Love the show and keep it going.
All the way from Canada, bloody hell.
I don't know whether you'll understand this so much
in Canada, but I, yeah, I'm a, no, I'm sure you will,
a 90s R&B freak.
Okay.
That shit gets me going. Boys to Men, SWV, Jade, Mary Jo Blige, what's the
411 era? Yeah, that's when I really, you can't stop me. If anyone plays 90s R&B, I am on
the film. Mariah Carey, that's the kind of stuff that gets me. So I think the 90s in general in the R&B land
was my favorite.
Lily?
I just like raga, I just like dancing to raga and dance.
It's kind of the only thing that really gets me going
to be honest.
Yeah, when did that start?
When did it start?
I think when we were about 15.
Yeah, I don't know why it starts.
Maybe Carnival, maybe it was Carnival.
That's true, that's true.
Although Carnival's quite hard to dance at.
Because there wasn't really anyone like the elders
in our family that like introduced that to me.
No.
I was just drawn to it.
I don't know why.
Maybe like pirate radio?
I don't know, something.

▶ **THE RECORDS**

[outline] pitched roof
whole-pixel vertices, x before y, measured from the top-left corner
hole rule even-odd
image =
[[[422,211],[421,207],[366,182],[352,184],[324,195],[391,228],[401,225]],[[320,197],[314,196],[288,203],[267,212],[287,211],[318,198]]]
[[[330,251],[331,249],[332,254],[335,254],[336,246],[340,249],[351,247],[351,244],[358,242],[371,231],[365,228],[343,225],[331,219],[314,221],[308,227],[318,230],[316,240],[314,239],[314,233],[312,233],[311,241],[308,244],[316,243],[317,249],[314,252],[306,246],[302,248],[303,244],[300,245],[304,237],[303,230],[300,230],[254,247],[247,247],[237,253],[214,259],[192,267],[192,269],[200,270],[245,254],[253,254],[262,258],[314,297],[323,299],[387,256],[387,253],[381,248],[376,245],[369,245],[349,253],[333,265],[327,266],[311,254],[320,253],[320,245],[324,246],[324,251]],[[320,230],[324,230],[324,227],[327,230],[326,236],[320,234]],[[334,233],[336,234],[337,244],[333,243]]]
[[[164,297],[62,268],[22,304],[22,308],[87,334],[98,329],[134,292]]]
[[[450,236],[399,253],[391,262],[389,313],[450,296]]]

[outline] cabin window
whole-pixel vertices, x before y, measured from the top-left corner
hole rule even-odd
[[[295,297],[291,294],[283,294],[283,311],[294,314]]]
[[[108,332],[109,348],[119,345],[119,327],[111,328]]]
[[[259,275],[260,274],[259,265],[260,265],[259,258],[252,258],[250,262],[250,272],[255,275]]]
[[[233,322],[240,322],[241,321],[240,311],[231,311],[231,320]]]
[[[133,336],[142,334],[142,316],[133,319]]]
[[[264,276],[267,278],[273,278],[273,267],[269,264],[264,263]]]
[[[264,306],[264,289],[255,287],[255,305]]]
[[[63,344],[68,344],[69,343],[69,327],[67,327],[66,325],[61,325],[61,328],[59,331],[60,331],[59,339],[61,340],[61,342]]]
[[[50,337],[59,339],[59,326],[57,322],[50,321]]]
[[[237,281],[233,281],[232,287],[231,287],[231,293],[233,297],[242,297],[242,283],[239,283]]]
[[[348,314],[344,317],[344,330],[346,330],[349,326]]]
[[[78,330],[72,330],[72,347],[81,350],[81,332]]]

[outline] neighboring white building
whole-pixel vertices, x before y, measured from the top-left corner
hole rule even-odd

▶ **EXERCISE TASKS**
(a) Answer these questions about the conversation:
(i) From which country did the listener's message come?
(ii) Which decade of R&B does the speaker call their favorite?
(iii) About how old does the speaker think they were when dancing to raga started?
(b) In the records, change "top-left corner" to "upper-left corner" throughout the stretch from the line containing "[outline] cabin window" through the line containing "[[[348,314],[344,317],[344,330],[346,330],[349,326]]]". Return only that stretch.

▶ **RESPONSES BY TASK**
(a)
(i) Canada
(ii) The 90s
(iii) About 15

(b)
[outline] cabin window
whole-pixel vertices, x before y, measured from the upper-left corner
hole rule even-odd
[[[295,297],[291,294],[283,294],[283,311],[294,314]]]
[[[108,332],[109,348],[119,345],[119,327],[111,328]]]
[[[259,275],[260,274],[259,265],[260,265],[259,258],[252,258],[250,262],[250,272],[255,275]]]
[[[233,322],[240,322],[241,321],[240,311],[231,311],[231,320]]]
[[[133,336],[142,334],[142,316],[133,319]]]
[[[264,276],[267,278],[273,278],[273,267],[269,264],[264,263]]]
[[[264,306],[264,289],[255,287],[255,305]]]
[[[63,344],[68,344],[69,343],[69,327],[67,327],[66,325],[61,325],[61,328],[59,331],[60,331],[59,339],[61,340],[61,342]]]
[[[50,337],[59,339],[59,326],[57,322],[50,321]]]
[[[237,281],[233,281],[232,287],[231,287],[231,293],[233,297],[242,297],[242,283],[239,283]]]
[[[348,314],[344,317],[344,330],[346,330],[349,326]]]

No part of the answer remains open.